Такой же бурей ещё раньше был отмечен отъезд Алексея Толстого — с той только разницей, что ему тогда не находили никаких оправданий. Это понятно. Из увядающего букета цветов русского зарубежного искусства был вырван самый яркий, самый живой цветок. Толстой поступил умно и благородно, вернувшись на родину полным сил, в самом расцвете своего огромного таланта. И его голос, ясный и убедительный, загремел издалека, из той страны, в которую многим уже не было возврата, окрепшим, молодым, сильным.

Милая, талантливая Тэффи выпустила две или три книги рассказов. Её свежее и незаурядное дарование долго боролось с надвигавшимися сумерками. Она ещё умела «смеяться сквозь слезы», но постепенно смех почти исчез из её творчества, и уже только одни холодные слезы застилали глаза…

Упрямо боролся с одолевавшим всех оцепенением Борис Зайцев. Время от времени появлялись его романы, написанные на наши «местные темы». В них он описывал надоевшее нам самим наше эмигрантское житьё-бытьё…

Где‑то в Германии начал писать В. Сирин (Набоков), уже совершенно не связанный с Россией и почти чужой. Его романы были увлекательны, как фильмовые сценарии, и абсолютно вненациональны.

*****

- **Что нужно сделать**
Перепечатайте слово в слово кусок исходного текста, начиная со слов «Такой же бурей» и заканчивая словами «окрепшим, молодым, сильным.».

*****

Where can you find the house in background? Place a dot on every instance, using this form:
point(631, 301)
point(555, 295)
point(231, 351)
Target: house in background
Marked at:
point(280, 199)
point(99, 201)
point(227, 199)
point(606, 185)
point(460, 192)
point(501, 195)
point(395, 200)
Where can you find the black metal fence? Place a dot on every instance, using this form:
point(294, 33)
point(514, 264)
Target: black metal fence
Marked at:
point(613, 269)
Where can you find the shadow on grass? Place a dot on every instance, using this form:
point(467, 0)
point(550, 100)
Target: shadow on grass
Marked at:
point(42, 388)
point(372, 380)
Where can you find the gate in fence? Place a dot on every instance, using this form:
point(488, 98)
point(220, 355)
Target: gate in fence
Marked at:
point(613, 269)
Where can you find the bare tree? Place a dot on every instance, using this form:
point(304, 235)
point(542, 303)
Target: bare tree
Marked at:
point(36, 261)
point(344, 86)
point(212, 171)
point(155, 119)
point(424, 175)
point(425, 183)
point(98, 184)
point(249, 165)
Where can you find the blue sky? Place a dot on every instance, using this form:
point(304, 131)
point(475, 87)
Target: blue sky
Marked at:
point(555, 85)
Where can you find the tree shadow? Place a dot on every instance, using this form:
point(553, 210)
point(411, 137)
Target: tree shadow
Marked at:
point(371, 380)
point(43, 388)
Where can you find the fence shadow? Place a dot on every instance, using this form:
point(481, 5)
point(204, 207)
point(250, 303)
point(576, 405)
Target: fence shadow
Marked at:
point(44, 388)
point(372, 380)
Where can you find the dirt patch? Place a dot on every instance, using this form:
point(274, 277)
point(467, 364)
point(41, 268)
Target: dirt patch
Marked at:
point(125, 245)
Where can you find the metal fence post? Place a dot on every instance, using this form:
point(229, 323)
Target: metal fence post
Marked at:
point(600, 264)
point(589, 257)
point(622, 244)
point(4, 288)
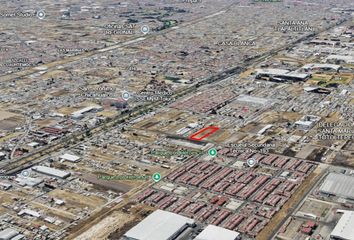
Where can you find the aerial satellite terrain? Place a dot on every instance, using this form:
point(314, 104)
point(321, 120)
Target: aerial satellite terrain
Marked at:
point(177, 120)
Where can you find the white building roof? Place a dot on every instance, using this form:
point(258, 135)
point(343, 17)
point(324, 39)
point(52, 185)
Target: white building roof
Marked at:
point(70, 157)
point(28, 181)
point(321, 65)
point(348, 59)
point(160, 225)
point(252, 99)
point(51, 171)
point(272, 71)
point(344, 228)
point(212, 232)
point(338, 184)
point(29, 212)
point(8, 233)
point(86, 109)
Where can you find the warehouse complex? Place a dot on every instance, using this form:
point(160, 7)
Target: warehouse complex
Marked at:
point(344, 229)
point(339, 185)
point(160, 225)
point(212, 232)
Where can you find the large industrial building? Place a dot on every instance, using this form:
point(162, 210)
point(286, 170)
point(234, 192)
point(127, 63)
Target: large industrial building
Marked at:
point(10, 234)
point(339, 185)
point(212, 232)
point(280, 75)
point(51, 172)
point(344, 229)
point(160, 225)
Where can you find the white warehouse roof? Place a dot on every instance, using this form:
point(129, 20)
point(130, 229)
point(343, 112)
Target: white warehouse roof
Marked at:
point(8, 233)
point(321, 65)
point(338, 184)
point(344, 228)
point(51, 171)
point(159, 225)
point(212, 232)
point(70, 157)
point(272, 71)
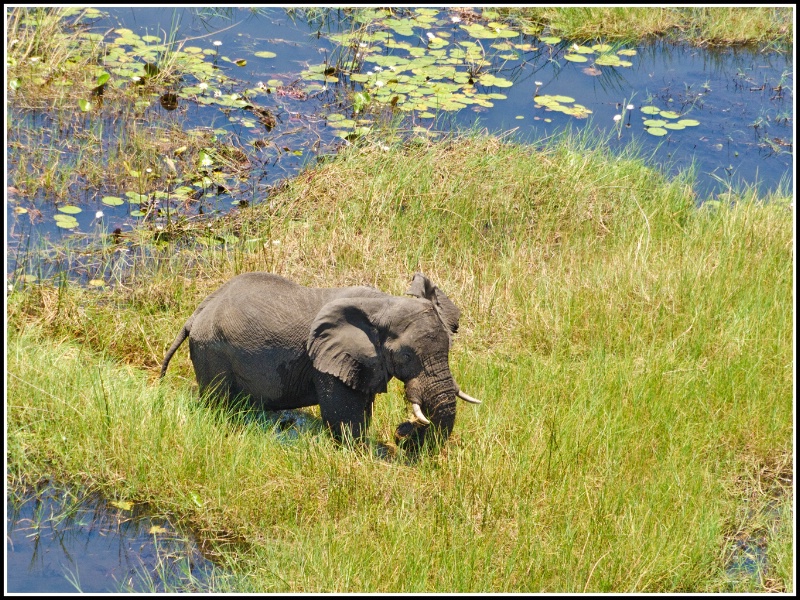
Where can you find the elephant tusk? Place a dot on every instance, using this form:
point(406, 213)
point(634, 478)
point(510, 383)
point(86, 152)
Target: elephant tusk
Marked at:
point(418, 413)
point(468, 398)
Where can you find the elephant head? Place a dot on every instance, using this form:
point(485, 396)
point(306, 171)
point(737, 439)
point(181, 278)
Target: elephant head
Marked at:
point(365, 342)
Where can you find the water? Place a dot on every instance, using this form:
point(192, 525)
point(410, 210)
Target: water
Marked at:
point(740, 99)
point(62, 542)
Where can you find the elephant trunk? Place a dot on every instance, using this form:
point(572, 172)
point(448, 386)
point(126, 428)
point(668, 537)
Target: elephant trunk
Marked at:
point(433, 399)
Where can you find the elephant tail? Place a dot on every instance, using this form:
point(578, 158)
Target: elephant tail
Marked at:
point(184, 333)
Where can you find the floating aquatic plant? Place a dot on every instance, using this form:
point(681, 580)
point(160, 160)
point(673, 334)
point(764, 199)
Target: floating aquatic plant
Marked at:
point(660, 126)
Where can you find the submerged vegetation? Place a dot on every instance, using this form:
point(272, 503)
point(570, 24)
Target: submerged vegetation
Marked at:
point(634, 353)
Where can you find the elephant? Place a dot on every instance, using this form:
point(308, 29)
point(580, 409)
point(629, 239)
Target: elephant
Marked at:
point(289, 346)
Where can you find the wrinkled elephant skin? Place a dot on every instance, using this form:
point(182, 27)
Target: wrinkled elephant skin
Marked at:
point(286, 346)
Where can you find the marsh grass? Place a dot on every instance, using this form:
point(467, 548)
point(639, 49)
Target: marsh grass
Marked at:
point(634, 356)
point(696, 25)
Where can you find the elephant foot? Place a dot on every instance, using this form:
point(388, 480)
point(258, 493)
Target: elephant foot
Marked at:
point(409, 435)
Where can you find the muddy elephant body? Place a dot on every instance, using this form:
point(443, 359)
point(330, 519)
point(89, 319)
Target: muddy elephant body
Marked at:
point(289, 346)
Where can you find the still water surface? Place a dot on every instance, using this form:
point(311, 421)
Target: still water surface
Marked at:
point(740, 99)
point(58, 542)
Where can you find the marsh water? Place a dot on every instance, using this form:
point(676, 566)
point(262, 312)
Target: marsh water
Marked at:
point(728, 112)
point(67, 541)
point(289, 86)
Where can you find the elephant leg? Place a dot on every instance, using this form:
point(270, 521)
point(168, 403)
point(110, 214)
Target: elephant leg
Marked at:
point(346, 412)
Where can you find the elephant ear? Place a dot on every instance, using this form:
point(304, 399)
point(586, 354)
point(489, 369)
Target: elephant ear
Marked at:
point(422, 287)
point(344, 342)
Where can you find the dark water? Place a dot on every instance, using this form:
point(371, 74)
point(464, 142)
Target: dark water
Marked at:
point(61, 542)
point(742, 100)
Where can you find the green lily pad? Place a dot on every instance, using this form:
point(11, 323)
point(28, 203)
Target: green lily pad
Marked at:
point(657, 131)
point(65, 221)
point(607, 60)
point(581, 49)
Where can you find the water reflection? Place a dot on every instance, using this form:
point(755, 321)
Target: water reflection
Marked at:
point(741, 99)
point(58, 541)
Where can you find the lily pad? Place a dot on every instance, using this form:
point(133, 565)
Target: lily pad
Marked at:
point(657, 131)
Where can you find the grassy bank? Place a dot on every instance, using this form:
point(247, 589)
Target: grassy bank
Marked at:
point(700, 25)
point(634, 355)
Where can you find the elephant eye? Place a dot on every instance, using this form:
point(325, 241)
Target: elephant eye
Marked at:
point(404, 356)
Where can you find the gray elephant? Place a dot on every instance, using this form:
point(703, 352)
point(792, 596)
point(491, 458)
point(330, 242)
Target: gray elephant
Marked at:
point(289, 346)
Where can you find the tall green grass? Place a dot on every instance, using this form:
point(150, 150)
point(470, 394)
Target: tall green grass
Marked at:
point(633, 352)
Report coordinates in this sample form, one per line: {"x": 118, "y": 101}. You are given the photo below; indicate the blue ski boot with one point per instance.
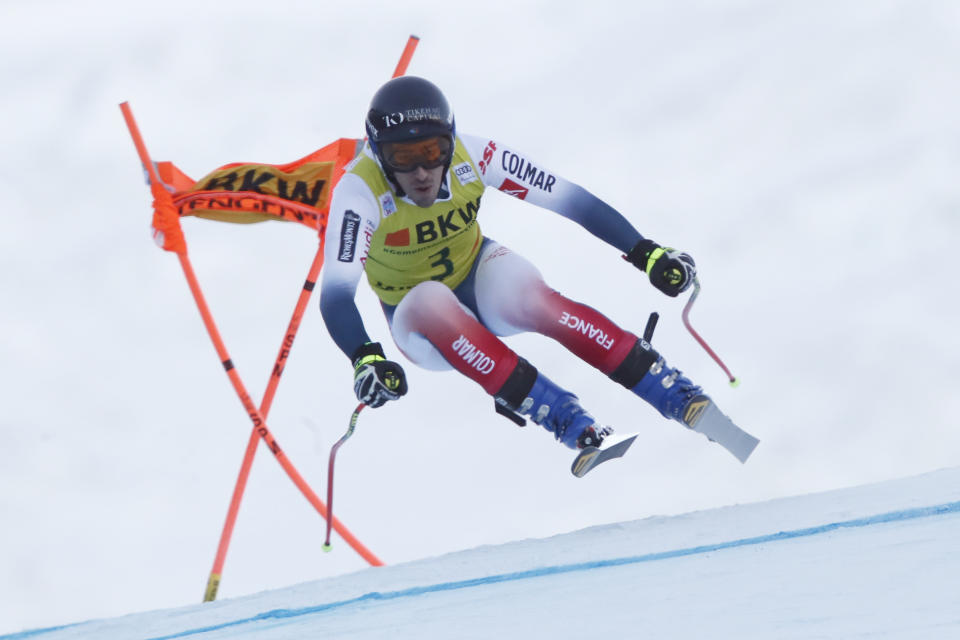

*****

- **Результат задания**
Такой же бурей ещё раньше был отмечен отъезд Алексея Толстого — с той только разницей, что ему тогда не находили никаких оправданий. Это понятно. Из увядающего букета цветов русского зарубежного искусства был вырван самый яркий, самый живой цветок. Толстой поступил умно и благородно, вернувшись на родину полным сил, в самом расцвете своего огромного таланта. И его голос, ясный и убедительный, загремел издалека, из той страны, в которую многим уже не было возврата, окрепшим, молодым, сильным.